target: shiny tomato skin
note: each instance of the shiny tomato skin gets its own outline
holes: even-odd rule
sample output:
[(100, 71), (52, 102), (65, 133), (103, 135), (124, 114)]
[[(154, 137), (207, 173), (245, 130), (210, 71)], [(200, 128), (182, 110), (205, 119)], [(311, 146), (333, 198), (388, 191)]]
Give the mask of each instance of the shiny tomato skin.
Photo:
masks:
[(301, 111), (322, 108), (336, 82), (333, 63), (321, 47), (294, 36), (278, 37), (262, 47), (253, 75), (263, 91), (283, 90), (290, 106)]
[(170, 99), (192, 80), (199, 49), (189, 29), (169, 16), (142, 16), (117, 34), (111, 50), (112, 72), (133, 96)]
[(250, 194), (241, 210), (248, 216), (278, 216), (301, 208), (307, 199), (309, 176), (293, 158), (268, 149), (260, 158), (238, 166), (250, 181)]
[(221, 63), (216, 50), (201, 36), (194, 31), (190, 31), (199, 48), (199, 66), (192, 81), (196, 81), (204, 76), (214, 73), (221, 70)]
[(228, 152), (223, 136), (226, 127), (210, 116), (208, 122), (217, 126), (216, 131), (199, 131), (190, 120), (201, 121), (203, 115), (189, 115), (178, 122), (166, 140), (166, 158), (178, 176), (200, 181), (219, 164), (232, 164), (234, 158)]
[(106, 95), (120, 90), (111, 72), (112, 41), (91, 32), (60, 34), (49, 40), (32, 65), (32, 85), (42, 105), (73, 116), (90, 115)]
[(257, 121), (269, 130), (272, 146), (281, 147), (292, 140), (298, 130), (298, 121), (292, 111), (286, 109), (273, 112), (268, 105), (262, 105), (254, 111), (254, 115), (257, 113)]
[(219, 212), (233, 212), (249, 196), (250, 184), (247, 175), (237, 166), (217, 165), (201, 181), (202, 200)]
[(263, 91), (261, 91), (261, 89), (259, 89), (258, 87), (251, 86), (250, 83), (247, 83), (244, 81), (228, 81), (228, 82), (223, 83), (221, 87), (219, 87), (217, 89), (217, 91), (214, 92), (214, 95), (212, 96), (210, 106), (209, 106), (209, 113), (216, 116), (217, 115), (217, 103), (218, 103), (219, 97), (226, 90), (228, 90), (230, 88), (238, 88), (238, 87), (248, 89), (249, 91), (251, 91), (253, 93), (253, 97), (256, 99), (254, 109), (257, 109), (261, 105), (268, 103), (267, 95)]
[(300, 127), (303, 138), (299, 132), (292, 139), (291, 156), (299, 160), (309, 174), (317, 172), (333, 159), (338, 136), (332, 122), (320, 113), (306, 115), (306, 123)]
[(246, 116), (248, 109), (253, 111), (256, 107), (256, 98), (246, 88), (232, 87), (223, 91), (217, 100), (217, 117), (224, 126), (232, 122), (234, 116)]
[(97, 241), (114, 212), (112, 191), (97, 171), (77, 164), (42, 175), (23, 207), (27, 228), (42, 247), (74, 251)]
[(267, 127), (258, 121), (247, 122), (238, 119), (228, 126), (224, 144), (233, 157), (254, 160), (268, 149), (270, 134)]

---*---

_EXERCISE TASK_. Reproduce the items above with "shiny tomato skin" swapped for "ripe tomato skin" throughout, keeping everything else unchanged.

_OUTPUT OF THE TASK_.
target: ripe tomato skin
note: each instance of the ripe tomato skin gets its own outline
holes: even-odd rule
sample output:
[(100, 71), (52, 102), (65, 133), (103, 135), (124, 114)]
[[(154, 137), (207, 173), (245, 130), (210, 71)], [(200, 128), (182, 110), (205, 119)], [(311, 146), (333, 198), (388, 191)]]
Give the mask of each instance of the ripe tomato skin.
Photo:
masks:
[(301, 111), (322, 108), (336, 82), (333, 63), (321, 47), (294, 36), (278, 37), (262, 47), (253, 75), (263, 91), (283, 90), (290, 106)]
[(170, 99), (192, 80), (199, 49), (189, 29), (169, 16), (142, 16), (117, 34), (111, 50), (112, 72), (133, 96)]
[(250, 194), (241, 210), (248, 216), (278, 216), (301, 208), (307, 199), (309, 176), (293, 158), (268, 149), (260, 158), (238, 166), (250, 181)]
[(221, 63), (216, 50), (201, 36), (194, 31), (190, 31), (199, 48), (199, 66), (192, 81), (196, 81), (204, 76), (214, 73), (221, 70)]
[(228, 152), (223, 136), (226, 127), (210, 116), (208, 122), (217, 126), (216, 131), (199, 131), (190, 120), (201, 121), (203, 115), (189, 115), (178, 122), (166, 140), (166, 158), (178, 176), (200, 181), (219, 164), (232, 164), (234, 158)]
[(106, 95), (120, 90), (111, 72), (112, 41), (91, 32), (60, 34), (49, 40), (32, 65), (32, 85), (42, 105), (73, 116), (90, 115)]
[(257, 121), (269, 130), (272, 146), (281, 147), (292, 140), (298, 130), (298, 121), (292, 111), (286, 109), (273, 112), (268, 105), (262, 105), (254, 111), (254, 115), (257, 113)]
[(219, 212), (233, 212), (249, 196), (250, 184), (247, 175), (237, 166), (217, 165), (201, 181), (202, 200)]
[(263, 91), (261, 91), (261, 89), (259, 89), (258, 87), (251, 86), (250, 83), (247, 83), (244, 81), (228, 81), (228, 82), (223, 83), (221, 87), (219, 87), (217, 89), (217, 91), (214, 92), (214, 95), (212, 96), (210, 106), (209, 106), (209, 113), (216, 116), (217, 115), (217, 103), (218, 103), (219, 97), (226, 90), (228, 90), (230, 88), (238, 88), (238, 87), (248, 89), (249, 91), (251, 91), (253, 93), (253, 97), (256, 99), (254, 109), (257, 109), (261, 105), (268, 103), (267, 95)]
[(300, 127), (303, 138), (299, 132), (292, 139), (291, 156), (299, 160), (309, 174), (317, 172), (333, 159), (338, 136), (332, 122), (320, 113), (306, 115), (306, 123)]
[(246, 116), (248, 109), (253, 111), (256, 107), (256, 98), (246, 88), (232, 87), (223, 91), (217, 100), (217, 117), (224, 126), (232, 122), (234, 116)]
[(97, 241), (114, 212), (112, 191), (97, 171), (77, 164), (42, 175), (23, 207), (27, 228), (42, 247), (74, 251)]
[(267, 127), (258, 121), (247, 122), (238, 119), (228, 126), (224, 144), (233, 157), (254, 160), (268, 149), (270, 134)]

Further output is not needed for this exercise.